Can you carry on the piece about the #EndSARS protests in Nigeria, picking up right after its last sentence?

— Text shown —
++++
Three years have passed since the street protests of the #The EndSARS movement, born out of a collective cry for justice and an end to police brutality in Nigeria, were heavily repressed.


Three years since young Nigerians went on the streets asking for a chance at survival; to live and not be afraid of being killed; to achieve potential in a country that has taken so much from them; a chance to breathe. They had raised their voices in unity against senseless state-sanctioned violence, demanding an end to the reign of terror of law enforcement officials whose presence had become synonymous with fear and injustice. They dared to believe their calls for an end to police brutality would finally be heard.

Many who participated in the protests remember it differently. Some were emboldened by the freedom of being finally able to speak out for justice. Some with bittersweet smiles, remembering the days into the protests, where they gathered together on the streets. Some remember only the backlash, time spent in physical jails, time spent in the jails of their own minds unable to get out, due to the sheer brutality, and injustice of it all.

It’s been three years since many of them were shot at, brutalized, gaslighted, maimed, tortured, hounded out of their own country, tagged ‘terrorists’, jailed, and killed for their demands. In spite of the repression, many questions still beg for answers. Have the calls for accountability been heeded? Has the system that allowed such tragedy to occur been transformed?


Barely weeks after the #EndSARS protests, some of us found ourselves having to document cases of human rights violations we could get information on via the media, and more names, victims of extrajudicial killings, like Monsurat, killed by those who were supposed to protect them. In 2021, names accumulated, after over 100 citizens were killed during the protests in Lagos in 2020: Jelil Bakare, Oghenetejire Joel, Dauda Danladi, Jumoke Oyeleke, Saheed Olabomi, Emmanuel Samuel, and many more, as Amnesty International reported 115 citizens killed between March and June 2021.

In August 2021, Kubiat Isaac Akpan, in September, Goodluck Oviekeme, Gift Ojarikre, Moses Adamu, and others. In October, Emmanuel Upog Dickson and Chigozie Nwaiwu.

In November 2021, Wale, Ugochukwu Chinyere, Oliver Ezra Barawan, and Mubaraq, the only child of his parents. In December, Kabiru Kabai and many more.

The 2021 Human Freedom Index ranked Nigeria 123 out of 165 countries, highlighting the prevalent police brutality and the Centre for Democracy and Development (CDD) disclosed that security officers killed over 13,000 people in Nigeria from 2011 to 2021.
++++
[Point annotation dataset records]
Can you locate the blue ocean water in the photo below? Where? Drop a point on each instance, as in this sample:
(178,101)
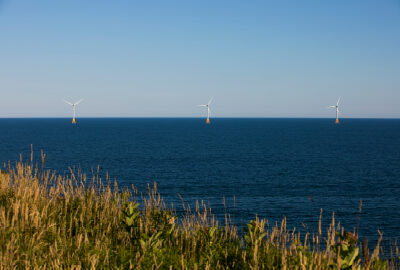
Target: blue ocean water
(269,167)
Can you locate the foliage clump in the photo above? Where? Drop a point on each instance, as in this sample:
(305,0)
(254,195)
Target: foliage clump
(49,221)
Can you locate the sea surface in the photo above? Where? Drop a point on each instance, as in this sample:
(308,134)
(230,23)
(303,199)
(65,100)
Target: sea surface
(243,167)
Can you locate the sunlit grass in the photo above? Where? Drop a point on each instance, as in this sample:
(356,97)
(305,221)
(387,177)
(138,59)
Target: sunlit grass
++++
— Result for this exercise —
In 2022, more names joined the list: Shedrach Ochoche, Paul Durowaiye, Jamiu Fatai, Shaobana Abdulrasheed, Seriki Olanrewaju, Sunday Agbamuche, Donatus Donkong, Igwe Odinaka, Chikere Obieche, Abiola Afolabi, Emmanuel Joseph, Toba Adedeji, Oliver Ezra Barawani, Emeka Uwalaka, Godsent Obhafuoso, and Idris Yau. Before the end of the year 2022, Gafaru Buraimoh, Pregnant Lawyer Bolanle Raheem and Stephen Alabi were all shot dead in Lagos.

As the 2023 new year began, police officers claimed more lives. In January 2023, police officers killed Nurudeen Quadri in Osun, and two people in Katsina. A police officer murdered his own niece in Owerri, Imo. In February, a police officer stabbed a soldier to death, and Kingsley Agidi was killed in Delta, while 80-year-old Maryam ‘Yerbure’ Abdullahi was killed in Adamawa.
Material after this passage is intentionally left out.